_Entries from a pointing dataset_
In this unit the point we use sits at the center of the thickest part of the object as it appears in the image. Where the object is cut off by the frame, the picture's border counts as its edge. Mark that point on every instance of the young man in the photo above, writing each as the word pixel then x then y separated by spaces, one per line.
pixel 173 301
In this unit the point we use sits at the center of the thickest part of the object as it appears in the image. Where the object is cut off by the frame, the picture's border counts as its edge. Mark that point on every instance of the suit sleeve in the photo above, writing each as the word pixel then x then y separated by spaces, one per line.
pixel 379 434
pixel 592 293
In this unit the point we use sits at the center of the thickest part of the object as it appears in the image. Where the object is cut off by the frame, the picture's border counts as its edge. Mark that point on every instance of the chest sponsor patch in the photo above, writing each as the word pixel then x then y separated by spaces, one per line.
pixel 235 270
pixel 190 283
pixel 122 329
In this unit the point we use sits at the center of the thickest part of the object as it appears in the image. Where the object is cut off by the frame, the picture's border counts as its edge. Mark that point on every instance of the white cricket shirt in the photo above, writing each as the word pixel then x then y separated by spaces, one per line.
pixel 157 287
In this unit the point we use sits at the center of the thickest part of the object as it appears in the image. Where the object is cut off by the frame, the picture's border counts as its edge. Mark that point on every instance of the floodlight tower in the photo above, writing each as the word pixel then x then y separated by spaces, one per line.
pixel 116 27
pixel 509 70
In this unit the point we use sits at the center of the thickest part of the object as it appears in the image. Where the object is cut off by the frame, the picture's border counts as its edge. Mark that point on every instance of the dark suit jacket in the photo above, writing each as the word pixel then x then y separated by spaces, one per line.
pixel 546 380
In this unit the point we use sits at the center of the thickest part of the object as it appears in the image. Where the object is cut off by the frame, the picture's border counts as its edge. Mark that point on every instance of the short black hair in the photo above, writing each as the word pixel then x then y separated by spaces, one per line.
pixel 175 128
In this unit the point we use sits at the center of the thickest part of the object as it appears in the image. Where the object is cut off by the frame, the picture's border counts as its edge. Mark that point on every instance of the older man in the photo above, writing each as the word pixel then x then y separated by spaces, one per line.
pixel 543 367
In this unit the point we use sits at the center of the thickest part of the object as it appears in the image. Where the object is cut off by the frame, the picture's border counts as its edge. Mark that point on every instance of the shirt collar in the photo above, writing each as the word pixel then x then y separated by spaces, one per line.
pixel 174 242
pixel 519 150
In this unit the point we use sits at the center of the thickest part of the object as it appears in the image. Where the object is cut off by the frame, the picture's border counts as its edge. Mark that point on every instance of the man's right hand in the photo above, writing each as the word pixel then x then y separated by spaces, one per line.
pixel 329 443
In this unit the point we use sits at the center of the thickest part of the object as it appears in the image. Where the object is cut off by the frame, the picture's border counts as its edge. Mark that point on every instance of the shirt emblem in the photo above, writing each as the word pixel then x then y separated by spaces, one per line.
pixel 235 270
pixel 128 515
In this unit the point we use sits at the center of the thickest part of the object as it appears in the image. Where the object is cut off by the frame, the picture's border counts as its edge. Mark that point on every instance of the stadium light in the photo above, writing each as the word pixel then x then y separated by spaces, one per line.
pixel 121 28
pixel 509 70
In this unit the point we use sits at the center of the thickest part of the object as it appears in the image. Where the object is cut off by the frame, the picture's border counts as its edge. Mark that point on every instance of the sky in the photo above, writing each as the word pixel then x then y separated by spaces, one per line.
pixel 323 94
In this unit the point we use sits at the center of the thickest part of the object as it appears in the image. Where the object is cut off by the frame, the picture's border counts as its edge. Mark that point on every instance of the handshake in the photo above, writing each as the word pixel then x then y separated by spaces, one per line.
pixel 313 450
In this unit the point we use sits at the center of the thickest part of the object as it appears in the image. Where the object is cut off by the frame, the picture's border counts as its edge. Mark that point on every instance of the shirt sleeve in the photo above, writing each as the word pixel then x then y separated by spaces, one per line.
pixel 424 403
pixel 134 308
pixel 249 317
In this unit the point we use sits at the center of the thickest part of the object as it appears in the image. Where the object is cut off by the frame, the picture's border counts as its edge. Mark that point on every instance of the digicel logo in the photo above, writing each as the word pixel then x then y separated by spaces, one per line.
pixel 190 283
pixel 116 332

_Do this_
Write out the records word for word, from the first line through the line containing "pixel 592 293", including both ends.

_Final answer_
In this unit the point we use sits at the center of the thickest part of the object as it appears in the image. Where the object is cut off by the frame, the picture's border counts as its edge. Mark that point on every instance of the young man in the photo above, writing each as the word pixel then x then y separated by spaces, one per line.
pixel 173 301
In this unit the point we use sits at the center of the thickest part of the object as it appears in the image. Where the object is cut off by the frame, the picture's border counts as its edge. Mark that point on every instance of the suit sleeve in the photo above, writing each as the word pixel then x then y separated by spaces, one per line.
pixel 379 434
pixel 592 293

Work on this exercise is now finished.